**TRAVAIL À FAIRE**.
Recopiez à l'identique les lignes en commençant par celle qui contient « steel rail shown in this photo. » et en terminant par celle qui contient « column 688, row 79 », ces deux lignes comprises.

**LIGNES**.
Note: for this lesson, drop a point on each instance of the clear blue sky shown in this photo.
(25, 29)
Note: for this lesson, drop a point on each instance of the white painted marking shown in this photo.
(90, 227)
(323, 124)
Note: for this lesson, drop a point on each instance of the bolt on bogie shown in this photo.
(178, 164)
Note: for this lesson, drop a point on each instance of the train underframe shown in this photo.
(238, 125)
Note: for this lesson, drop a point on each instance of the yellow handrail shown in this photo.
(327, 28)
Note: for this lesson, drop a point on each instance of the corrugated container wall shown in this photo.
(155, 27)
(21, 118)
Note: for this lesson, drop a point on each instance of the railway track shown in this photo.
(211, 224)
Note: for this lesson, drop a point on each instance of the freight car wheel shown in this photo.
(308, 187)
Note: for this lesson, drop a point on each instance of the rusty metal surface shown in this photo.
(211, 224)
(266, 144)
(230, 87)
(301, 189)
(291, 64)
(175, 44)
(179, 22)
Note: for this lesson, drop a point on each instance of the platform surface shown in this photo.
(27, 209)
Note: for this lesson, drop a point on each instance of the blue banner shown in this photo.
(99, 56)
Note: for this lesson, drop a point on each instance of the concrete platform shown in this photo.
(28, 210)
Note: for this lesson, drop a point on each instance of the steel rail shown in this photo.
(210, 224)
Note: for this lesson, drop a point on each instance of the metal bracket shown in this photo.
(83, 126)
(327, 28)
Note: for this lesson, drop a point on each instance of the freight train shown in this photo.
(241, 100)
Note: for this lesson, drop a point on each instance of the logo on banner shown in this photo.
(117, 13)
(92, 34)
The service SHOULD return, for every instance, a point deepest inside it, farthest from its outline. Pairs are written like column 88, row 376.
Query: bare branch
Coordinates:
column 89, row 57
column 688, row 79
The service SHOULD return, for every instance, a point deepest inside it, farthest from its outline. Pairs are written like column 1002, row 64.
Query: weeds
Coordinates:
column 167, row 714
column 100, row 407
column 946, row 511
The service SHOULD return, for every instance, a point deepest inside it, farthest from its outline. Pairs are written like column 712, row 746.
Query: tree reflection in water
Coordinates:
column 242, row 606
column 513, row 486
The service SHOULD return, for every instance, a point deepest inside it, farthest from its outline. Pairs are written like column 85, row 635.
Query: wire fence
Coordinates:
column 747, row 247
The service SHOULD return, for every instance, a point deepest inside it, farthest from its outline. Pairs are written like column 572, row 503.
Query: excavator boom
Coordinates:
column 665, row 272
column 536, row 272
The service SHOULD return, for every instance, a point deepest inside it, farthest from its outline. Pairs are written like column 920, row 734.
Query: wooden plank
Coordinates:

**SOLUTION PROPOSÉE**.
Note: for this lesson, drop a point on each instance of the steel rail shown in this photo.
(210, 224)
Note: for this lesson, drop a point on each instance of the metal bracket shown in this photo.
(83, 126)
(327, 28)
Note: for this lesson, drop a point on each instance of the freight train shown in this photo.
(241, 100)
Note: for this lesson, drop a point on each instance of the logo on banner shown in this photo.
(117, 13)
(92, 34)
The service SHOULD return, for every instance, a point deepest inside it, farthest from its outline. Pairs are written like column 88, row 376.
Query: bare branch
Coordinates:
column 89, row 57
column 688, row 79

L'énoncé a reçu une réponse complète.